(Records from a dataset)
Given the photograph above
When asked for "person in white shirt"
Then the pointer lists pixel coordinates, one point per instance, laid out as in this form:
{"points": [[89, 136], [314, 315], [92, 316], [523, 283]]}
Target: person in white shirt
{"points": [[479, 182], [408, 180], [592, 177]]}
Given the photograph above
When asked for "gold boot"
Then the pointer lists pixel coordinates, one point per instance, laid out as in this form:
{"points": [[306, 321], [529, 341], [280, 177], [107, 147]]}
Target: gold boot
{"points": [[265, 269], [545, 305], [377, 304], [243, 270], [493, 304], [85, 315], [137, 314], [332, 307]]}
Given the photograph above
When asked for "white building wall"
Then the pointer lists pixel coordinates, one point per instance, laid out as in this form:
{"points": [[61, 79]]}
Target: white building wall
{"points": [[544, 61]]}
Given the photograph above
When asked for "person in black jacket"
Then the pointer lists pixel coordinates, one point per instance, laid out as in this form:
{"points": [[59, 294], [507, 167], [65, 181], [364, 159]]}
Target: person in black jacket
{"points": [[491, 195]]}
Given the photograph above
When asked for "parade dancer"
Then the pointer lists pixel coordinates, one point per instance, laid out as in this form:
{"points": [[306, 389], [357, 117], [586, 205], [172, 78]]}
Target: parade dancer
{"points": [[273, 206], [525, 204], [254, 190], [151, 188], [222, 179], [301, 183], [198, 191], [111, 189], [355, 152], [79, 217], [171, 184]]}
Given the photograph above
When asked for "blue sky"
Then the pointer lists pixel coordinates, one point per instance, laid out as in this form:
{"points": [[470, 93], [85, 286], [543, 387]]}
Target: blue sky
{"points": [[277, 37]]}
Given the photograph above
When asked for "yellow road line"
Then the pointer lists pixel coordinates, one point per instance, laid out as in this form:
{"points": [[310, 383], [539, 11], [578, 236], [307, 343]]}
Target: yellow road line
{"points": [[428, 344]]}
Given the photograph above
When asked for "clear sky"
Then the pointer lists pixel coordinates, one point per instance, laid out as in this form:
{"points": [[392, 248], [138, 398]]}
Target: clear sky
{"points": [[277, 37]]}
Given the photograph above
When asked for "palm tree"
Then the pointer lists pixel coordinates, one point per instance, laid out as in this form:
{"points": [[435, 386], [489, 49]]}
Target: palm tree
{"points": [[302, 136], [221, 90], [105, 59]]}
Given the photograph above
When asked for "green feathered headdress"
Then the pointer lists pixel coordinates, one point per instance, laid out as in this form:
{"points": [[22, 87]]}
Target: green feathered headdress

Task statement:
Go through the entries above and tally each line that has the word "headdress"; reply with the tally and nothing else.

Answer to this task:
2